## DOCUMENT SEGMENT
>>>>
Last in Parliament October 2015, as Conservative MP for South Shore—St. Margaret's (Nova Scotia)

Won his last election, in 2011, with 43% of the vote.

Statements in the House

International Trade June 3rd, 2014

Mr. Speaker, the hon. member is talking about the Prime Minister's record, but she is obviously trying to ignore her own. I would like to welcome her to the trade file and to the international trade portfolio. I offer her my congratulations. This is her first question on a trade file. It certainly is not a priority of the third party. I also note that she missed 20 meetings of the international trade committee and missed 69 witnesses.

Come on. Now you want to ask questions on a trade file? You should learn it first.

Housing May 29th, 2014

Mr. Speaker, I can only say again that the Government of Canada is sympathetic to the difficulties facing homeowners in the Trois-Rivières area whose foundations are deteriorating due to pyrrhotite. However, this is an area of provincial responsibility. The federal government has no involvement in Quebec's pyrrhotite assistance program. Construction standards concerning the quality of the aggregate to be used in concrete were in place in 1994, prior to the emergence of this problem.

I would encourage the member, in all honesty, to stop playing politics with the victims of a very serious and very real tragedy that he knows all about and to focus on helping his constituents focus their efforts on the Government of Quebec, which is responsible for dealing with this issue.

Housing May 29th, 2014

Mr. Speaker, I thank the member for Trois-Rivières for bringing this subject up and staying here at this late hour.

Obviously, this is an important issue in the member's riding. I agree with him that it is a significant issue. A lot of families are affected, and it is a very serious problem. However, where we disagree is over jurisdiction, and I will explain my reasons behind that.

It is not the first time the member has brought this up, but let me indulge the House for a moment to specifically outline why this is a provincial issue.

The provinces and territories regulate the design and construction of new houses and buildings and the maintenance, operation, and fire safety systems that exist in buildings. The national model construction codes, which include the national building code, are prepared essentially under the direction of the Canadian Commission on Building and Fire Codes made up of industry stakeholders with broad technical and geographical representation. They promote technical consistency of provincial-territorial regulations and market uniformity.

The Canadian Standards Association has developed the standard for concrete materials and methods of concrete construction. The 1994 edition of the CSA standard A23-1, which is referenced in the 1995 national building code, specifically prohibited the use of expansive aggregates such as pyrrhotite in concrete. In other words, construction standards were available governing the quality of aggregate to be used in concrete prior to the emergence of the pyrrhotite problem.
<<<<
## SET EXERCISE A
In the parliamentary statements, why does the speaker consider the pyrrhotite problem in Trois-Rivières a provincial matter rather than a federal one?
## SET EXERCISE B
Reproduce the records from the line with "TARGET = illuminated road" through the end of the records, including the requests. Increase every coordinate in the answers by 54.

## RECORDS SUPPLIED
>>>>
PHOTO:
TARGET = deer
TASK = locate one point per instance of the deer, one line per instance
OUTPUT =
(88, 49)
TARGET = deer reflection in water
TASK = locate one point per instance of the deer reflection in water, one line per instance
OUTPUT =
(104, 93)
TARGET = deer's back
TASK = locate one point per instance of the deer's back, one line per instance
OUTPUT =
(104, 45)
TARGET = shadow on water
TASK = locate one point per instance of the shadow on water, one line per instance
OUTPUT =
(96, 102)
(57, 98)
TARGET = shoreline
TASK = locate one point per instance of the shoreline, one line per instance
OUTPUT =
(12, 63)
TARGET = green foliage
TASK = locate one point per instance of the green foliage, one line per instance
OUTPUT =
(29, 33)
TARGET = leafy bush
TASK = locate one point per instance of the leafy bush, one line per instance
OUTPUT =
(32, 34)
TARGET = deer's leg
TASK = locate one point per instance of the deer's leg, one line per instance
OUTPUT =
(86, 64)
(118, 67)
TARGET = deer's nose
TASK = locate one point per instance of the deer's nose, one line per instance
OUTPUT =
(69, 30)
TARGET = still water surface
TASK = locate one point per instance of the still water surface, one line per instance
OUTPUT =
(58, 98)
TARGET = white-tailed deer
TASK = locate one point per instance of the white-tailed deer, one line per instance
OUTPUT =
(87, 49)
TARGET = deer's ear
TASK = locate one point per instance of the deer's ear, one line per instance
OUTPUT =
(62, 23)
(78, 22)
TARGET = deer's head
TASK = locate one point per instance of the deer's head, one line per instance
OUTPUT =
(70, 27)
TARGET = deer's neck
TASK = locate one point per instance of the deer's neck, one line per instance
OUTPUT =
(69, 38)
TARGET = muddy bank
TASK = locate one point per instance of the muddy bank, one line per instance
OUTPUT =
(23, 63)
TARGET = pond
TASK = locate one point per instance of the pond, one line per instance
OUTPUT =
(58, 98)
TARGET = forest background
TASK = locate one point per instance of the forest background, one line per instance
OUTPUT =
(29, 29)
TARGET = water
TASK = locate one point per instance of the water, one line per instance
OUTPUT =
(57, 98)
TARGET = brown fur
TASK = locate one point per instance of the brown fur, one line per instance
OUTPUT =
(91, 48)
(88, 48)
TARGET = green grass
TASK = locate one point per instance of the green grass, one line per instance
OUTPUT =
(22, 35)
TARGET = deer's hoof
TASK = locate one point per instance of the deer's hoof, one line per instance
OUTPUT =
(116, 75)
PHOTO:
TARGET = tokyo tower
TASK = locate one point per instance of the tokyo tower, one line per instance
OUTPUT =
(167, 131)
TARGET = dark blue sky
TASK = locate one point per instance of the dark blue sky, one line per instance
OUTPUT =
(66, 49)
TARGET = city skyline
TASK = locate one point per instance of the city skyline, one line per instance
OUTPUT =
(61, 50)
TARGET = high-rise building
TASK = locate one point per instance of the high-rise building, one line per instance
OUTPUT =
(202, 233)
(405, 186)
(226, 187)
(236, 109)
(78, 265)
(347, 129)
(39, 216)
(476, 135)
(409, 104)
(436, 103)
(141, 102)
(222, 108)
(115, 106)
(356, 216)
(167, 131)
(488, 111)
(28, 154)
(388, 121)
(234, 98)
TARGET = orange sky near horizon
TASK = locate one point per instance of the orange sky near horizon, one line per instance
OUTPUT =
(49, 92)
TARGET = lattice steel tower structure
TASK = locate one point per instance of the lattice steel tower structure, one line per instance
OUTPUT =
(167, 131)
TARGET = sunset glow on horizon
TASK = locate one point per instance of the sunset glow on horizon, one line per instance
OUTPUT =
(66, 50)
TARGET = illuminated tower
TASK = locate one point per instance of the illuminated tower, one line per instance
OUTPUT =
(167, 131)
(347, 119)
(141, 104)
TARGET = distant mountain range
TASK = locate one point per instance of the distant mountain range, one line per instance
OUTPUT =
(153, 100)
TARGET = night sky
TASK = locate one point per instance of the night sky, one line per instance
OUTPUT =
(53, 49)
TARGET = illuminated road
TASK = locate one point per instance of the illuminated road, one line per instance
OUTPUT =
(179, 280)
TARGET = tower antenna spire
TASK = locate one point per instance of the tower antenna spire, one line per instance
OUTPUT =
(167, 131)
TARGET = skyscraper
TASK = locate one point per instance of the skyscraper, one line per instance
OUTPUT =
<<<<
## WRITTEN ANSWER A
The provinces and territories regulate the design and construction of new houses and buildings, as well as their maintenance, operation and fire safety systems. The federal government has no involvement in Quebec's pyrrhotite assistance program.

## WRITTEN ANSWER B
TARGET = illuminated road
TASK = locate one point per instance of the illuminated road, one line per instance
OUTPUT =
(233, 334)
TARGET = tower antenna spire
TASK = locate one point per instance of the tower antenna spire, one line per instance
OUTPUT =
(221, 185)
TARGET = skyscraper
TASK = locate one point per instance of the skyscraper, one line per instance
OUTPUT =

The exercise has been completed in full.